* [Alıştırmalar]
a) Kayıtlarda “Reviewer note: every instance of the white” ifadesini içeren satırdan kayıtların sonuna kadar, her iki uç da dâhil, uzanan satırları boş satırları atlayarak numaralı liste hâlinde düzenleyin.
b) Çelebi Mehmet’in kızlarının yaptırdığı camilere ilişkin metni kaldığı yerden sürdürün.

Cami inşa ettiren bir diğer önemli kadın bâniler Çelebi Mehmet’in kızları, Selçuk Hatun ve Hafsa Hatun’undur. Selçuk Hatun’un inşa ettirmiş olduğu Selçuk Hatun Cami, kitabesinden hareketle H.845 M. 1450 yılına tarihlendirilmektedir. (Gabriel, 1958: 151) Camikare planlı, tek kubbeli ve küçük ölçekli olarak inşa edilmiştir (Plan 3)Cami, tek kubbe ile örtülü harim mekânı ve üç gözlü son cemaat revakından oluşan iki bölüm halinde düzenlenmiştir. Yapının üç gözlü son cemaat revakı, beden duvarını aşacak şekilde tasarlanmış olup, caminin süsleme açısından en dikkat çekici kısmı olmuştur. Bu kısımda, tuğla malzeme ile altıgen şekilli geometrik bezemeler ve tuğlaların yatay ve dikey şekilde dizilmesiyle oluşturulmuş zikzak motifleri, bu cepheyi yapının en bezemeli bölümü yapmıştır. (Foto 3) Tuğla malzemenin süsleme unsuru olarak kullanıldığı bir diğer alan ise, caminin güney cephesinde yer alan iki pencere arasına yerleştirilmiş olan sağır niş olmuştur. Bu nişin iç yüzeyinde, tuğlaların “Opus Reticulatum”(Antik Roma duvar örgüsü) dediğimiz tarzda dizilmesiyle süslenmiştir. (Engin, 2017: 42) (Foto 4)

Selçuk Hatun’un kız kardeşi Hafsa Hatun’un inşa ettirmiş olduğu Bedreddin Cami, plan ve mimari özellikleriyle, Selçuk Hatun Camisi ile pek çok yönden aynı özelliklere sahiptir. Bedreddin Cami, H.855 M.1451 yılında inşa edilmiş olup, tek kubbeli oldukça sade bir mimariye sahiptir. (Baykal, 1993:128) (Plan 4)Bedreddin Caminin, Selçuk Hatun camisindeki gibi en dikkat çeken bölümü, son cemaat yerini oluşturan “kalkan duvarı” olmuştur. Bu bölümde, tuğla malzeme kullanılarak zikzak motifleri, üçgen ve altıgen motiflerinden oluşan geometrik bezemelere yer verilmiştir. (Foto 5) Bunun dışında caminin iç mekânında herhangi bir bezemeye yer verilmemiş, oldukça sade bir görünüme sahiptir.

* [Ham Kayıtlar]

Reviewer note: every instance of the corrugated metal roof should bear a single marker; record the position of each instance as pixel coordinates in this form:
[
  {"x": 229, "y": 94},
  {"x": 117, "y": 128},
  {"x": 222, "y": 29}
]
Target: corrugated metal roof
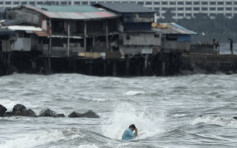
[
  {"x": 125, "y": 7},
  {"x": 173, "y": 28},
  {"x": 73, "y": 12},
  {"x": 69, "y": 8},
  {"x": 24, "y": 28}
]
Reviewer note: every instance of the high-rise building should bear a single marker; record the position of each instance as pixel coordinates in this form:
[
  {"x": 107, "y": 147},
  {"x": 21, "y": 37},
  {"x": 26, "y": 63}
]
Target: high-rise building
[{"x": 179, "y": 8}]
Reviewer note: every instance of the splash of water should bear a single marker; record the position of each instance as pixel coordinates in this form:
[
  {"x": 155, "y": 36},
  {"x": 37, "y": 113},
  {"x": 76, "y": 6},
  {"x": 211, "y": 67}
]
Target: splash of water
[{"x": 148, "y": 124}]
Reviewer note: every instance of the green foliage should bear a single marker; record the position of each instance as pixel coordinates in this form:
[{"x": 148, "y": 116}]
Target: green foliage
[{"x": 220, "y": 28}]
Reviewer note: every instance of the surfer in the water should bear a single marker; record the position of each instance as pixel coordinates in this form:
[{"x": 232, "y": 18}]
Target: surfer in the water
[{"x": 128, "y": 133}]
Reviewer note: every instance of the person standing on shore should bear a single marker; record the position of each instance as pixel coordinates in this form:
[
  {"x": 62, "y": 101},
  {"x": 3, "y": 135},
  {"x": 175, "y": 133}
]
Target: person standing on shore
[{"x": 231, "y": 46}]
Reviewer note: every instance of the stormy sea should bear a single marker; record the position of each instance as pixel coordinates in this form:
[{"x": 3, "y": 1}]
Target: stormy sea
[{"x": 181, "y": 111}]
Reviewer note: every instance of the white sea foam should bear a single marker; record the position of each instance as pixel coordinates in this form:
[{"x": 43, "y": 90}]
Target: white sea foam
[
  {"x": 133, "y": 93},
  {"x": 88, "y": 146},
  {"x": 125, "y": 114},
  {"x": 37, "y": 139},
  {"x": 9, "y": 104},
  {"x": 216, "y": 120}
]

* [Cevap Anahtarı]
a)
1. Reviewer note: every instance of the white sea foam should bear a single marker; record the position of each instance as pixel coordinates in this form:
2. [{"x": 43, "y": 90}]
3. Target: white sea foam
4. [
5.   {"x": 133, "y": 93},
6.   {"x": 88, "y": 146},
7.   {"x": 125, "y": 114},
8.   {"x": 37, "y": 139},
9.   {"x": 9, "y": 104},
10.   {"x": 216, "y": 120}
11. ]

b)
Selçuk Hatun’un kızı, Hatice İsfendiyar ve Oruç Beyin kızı Sitti Hatun, cami inşa ettiren diğer kadın bânilerdir. İki kadın bâninin, Zağanos Paşa’nın eşleri olmaları ve birbirine yakın bir alana ikisinin de cami inşa ettirmiş olması dikkat çekmektedir. Hatice İsfendiyar Hatun, annesi Selçuk Hatun ile “İsfendiyar Caminin” bâniliğini üstlenirken, Sitti Hatun, inşa ettirmiş olduğu “Sitti Hatun Caminin” yanına birde mektep ve çeşme ekleyerek bir külliye yaptırmıştır. İki kadın bâninin inşa ettirmiş olduğu camilerde, plan ve mimari formun birbirine yakın olduğu görülmüştür. Hatice İsfendiyar Cami, 1451-1481 yılları arasında inşa edilmiş, kare planlı, tek kubbeli camiler grubuna girmektedir. (Bursa Kültür Varlıkları Envanteri, 109), (Plan 5) Cami, sade bir mimariye sahip olup bezeme açısından en dikkat çeken kısmı, son cemaat revakını oluşturan kalkan duvarıdır. Kalkan duvarının yüzeylerinde tuğla malzeme yatay şeklide dizilmesiyle ile oluşturulmuş bezemeler görülmüştür (Foto 6). Sitti Hatun Cami, H. 864 M. 1456 yılında inşa edilmiş, kare planlı, tek kubbeli camilerden olup, caminin bezeme açısından tek hareketli bölümü, son cemaat revakını oluşturan kalkan duvarı olduğu görülmüştür. (Baykal, 1993: 29) (Plan 6) Bu bölüm, üç gözlü olup cephe yüzeylerinde tuğla malzeme ile oluşturulan zikzak motiflerine yer verilmiştir (Foto 7). Caminin iç mekânında, beden duvarlarında ve pencerelerin alınlık kısımlarında, izi kalmış kalem işi süslemeler, farklı dönemlerde yapılan restorasyonlar esnasında eski formuna göre düzenlenmiştir.

(5)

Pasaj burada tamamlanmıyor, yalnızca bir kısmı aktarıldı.